Write out the whole listing again, exactly as given.
----
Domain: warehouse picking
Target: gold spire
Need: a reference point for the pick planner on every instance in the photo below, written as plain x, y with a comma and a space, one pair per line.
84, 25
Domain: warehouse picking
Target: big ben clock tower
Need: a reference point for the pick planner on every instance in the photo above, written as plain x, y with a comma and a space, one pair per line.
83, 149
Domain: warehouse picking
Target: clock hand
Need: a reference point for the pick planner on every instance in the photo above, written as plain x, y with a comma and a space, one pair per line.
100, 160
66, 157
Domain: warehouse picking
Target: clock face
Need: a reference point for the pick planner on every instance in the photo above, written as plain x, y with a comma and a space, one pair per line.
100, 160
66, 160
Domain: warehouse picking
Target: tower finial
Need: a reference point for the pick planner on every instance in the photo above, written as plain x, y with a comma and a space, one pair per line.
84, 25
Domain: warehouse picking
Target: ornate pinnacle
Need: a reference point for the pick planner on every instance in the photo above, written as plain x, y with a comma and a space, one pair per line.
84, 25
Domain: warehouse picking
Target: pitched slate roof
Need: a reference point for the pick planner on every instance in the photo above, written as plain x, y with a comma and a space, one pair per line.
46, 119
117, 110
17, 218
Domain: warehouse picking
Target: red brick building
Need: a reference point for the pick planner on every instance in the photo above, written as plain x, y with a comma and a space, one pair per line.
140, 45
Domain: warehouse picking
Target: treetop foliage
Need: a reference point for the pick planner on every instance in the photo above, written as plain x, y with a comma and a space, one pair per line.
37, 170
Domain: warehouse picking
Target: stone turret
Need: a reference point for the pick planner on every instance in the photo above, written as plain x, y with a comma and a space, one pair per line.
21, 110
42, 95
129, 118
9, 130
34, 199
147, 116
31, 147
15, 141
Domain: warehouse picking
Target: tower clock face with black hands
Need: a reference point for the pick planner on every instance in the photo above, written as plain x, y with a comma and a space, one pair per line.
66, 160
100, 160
----
#### Exercise answer
Domain: warehouse picking
Target: gold spire
Need: a reference point for the pick planner on every instance in the photo below, written as plain x, y with a comma and a space, one pair per line.
84, 25
Domain: warehouse picking
Target: big ben clock tower
Need: a reference point for the pick planner on every instance in the photo above, written as plain x, y with a comma and a space, one pair per line.
83, 149
Domain: warehouse picking
Target: clock hand
Need: a reference point for the pick planner on every instance in the photo above, written as plain x, y with a comma and a space, one pair per line.
100, 160
66, 157
Domain: warehouse picking
Target: clock face
Need: a reference point for the pick planner on every instance in the photo above, written as plain x, y with a comma and a space, one pair per line.
100, 160
66, 160
Domain: warehouse picking
Target: tower finial
Need: a reference point for the pick planner on every instance in the photo above, written as plain x, y with a comma and a space, one pair per line.
84, 25
Domain: warehouse picking
Target: ornate pinnacle
Need: a reference point for the pick planner on every instance in the photo above, written as plain x, y with a comma and a space, one pair per line.
84, 25
Domain: warehouse picking
Target: pitched slate roof
Need: a reference point for the pick planner on every instance in the photo above, written as plain x, y with a comma and a space, one pair per line.
46, 119
117, 110
17, 218
Domain: warehouse picking
Target: red brick building
Need: a reference point for the pick planner on every instance in the photo above, written as plain x, y with a comma and a space, one pair per line.
140, 45
Domain: warehouse picking
Target: treetop foliage
Need: a reference point for the pick planner on every instance in the photo above, written as plain x, y with a comma and a space, one pair per line.
37, 170
Domain: warehouse picking
Target: stone turret
Need: a reference point for the pick planner on every instance in the photo above, written as plain x, y with a comma and a space, one pair per line.
21, 110
42, 95
129, 118
9, 130
34, 199
147, 116
31, 147
15, 141
Domain: warehouse picking
Target: tower clock face with black hands
Need: a reference point for the pick planner on every instance in the photo above, written as plain x, y with a comma and a space, one pair per line.
66, 160
100, 160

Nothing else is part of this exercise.